━━ Input data

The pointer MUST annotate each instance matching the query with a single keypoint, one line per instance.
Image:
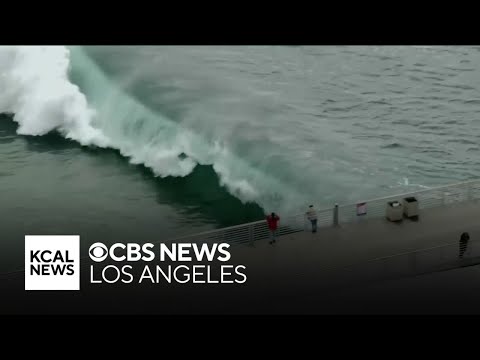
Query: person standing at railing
(272, 221)
(312, 216)
(463, 244)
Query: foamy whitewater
(282, 127)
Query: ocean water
(159, 141)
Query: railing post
(250, 235)
(335, 215)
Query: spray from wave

━━━━

Reproduce the listing above exactly, excluding all pictures.

* Completed exercise *
The pointer MUST annotate each instance matching the query with a single keypoint, one line per instance.
Image:
Query: person standing at railing
(272, 221)
(312, 216)
(463, 244)
Query: foamy whitewater
(282, 127)
Query: ocean water
(159, 141)
Query: railing post
(250, 235)
(335, 215)
Query: spray from wave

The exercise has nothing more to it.